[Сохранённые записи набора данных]
-----

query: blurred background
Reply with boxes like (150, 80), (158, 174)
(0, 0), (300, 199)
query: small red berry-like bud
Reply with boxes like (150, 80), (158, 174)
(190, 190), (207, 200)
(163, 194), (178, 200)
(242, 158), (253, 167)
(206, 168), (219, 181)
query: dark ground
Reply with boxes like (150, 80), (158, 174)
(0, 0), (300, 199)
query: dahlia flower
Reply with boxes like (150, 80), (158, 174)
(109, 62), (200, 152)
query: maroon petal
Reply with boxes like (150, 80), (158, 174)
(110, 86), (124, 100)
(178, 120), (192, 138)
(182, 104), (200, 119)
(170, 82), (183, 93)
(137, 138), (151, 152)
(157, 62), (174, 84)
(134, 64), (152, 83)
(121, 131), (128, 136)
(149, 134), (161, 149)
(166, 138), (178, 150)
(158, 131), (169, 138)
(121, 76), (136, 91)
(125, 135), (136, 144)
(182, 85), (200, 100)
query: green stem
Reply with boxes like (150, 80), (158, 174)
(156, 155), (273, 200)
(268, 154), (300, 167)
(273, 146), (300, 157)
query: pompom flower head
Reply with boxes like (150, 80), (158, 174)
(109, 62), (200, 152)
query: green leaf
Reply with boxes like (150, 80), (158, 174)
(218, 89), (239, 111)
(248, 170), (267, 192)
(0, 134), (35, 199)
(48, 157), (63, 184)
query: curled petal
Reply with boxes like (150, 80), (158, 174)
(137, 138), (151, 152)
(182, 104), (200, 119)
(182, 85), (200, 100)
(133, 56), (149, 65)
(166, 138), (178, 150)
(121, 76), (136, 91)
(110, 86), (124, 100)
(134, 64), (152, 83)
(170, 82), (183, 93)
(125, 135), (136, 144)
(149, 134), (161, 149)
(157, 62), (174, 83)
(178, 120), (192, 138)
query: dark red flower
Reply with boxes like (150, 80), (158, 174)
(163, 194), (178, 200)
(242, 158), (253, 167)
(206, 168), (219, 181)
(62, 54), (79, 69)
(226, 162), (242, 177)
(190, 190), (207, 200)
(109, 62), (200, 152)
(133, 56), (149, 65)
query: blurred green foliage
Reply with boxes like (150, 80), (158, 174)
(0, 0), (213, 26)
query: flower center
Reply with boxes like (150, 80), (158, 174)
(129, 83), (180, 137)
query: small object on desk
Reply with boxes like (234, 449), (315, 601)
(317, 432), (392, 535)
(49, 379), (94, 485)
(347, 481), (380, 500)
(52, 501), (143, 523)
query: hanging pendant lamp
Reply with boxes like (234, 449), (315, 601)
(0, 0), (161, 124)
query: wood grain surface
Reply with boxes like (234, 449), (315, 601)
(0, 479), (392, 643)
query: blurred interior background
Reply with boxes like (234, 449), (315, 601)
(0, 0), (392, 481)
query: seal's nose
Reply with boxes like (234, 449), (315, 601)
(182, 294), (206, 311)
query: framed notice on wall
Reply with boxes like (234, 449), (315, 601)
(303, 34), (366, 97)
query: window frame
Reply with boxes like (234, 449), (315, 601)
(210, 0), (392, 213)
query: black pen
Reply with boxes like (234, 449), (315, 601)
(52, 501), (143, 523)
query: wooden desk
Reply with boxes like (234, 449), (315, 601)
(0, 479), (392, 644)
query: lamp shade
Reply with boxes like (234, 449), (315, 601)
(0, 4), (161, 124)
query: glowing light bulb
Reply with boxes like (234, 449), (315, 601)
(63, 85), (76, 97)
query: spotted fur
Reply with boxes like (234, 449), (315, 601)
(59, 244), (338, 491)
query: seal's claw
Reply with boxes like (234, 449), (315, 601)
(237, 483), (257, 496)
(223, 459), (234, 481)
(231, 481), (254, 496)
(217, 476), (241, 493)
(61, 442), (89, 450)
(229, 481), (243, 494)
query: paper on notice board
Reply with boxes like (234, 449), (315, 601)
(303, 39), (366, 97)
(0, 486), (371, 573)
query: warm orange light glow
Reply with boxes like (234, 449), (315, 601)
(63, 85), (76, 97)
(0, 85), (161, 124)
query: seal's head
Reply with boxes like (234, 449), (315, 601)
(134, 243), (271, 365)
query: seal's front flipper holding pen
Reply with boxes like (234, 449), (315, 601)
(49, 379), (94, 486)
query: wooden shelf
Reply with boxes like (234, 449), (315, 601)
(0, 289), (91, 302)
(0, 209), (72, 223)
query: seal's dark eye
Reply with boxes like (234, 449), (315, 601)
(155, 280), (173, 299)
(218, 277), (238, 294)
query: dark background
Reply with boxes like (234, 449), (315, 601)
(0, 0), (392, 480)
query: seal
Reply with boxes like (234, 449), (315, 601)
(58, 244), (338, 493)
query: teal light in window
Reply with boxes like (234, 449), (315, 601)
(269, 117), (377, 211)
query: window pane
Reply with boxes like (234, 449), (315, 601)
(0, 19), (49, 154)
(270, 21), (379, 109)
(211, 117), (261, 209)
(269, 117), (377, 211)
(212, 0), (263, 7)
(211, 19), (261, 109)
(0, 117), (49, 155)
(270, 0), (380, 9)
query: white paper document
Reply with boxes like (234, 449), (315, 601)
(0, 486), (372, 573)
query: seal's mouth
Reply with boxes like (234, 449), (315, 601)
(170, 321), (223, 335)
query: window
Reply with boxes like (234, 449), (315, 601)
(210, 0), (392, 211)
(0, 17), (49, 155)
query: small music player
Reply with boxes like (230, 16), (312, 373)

-----

#### [Задание]
Выпишите из приведённых выше строк все, где встречается слово «background».

#### [Ответ]
query: blurred background
query: blurred interior background
query: dark background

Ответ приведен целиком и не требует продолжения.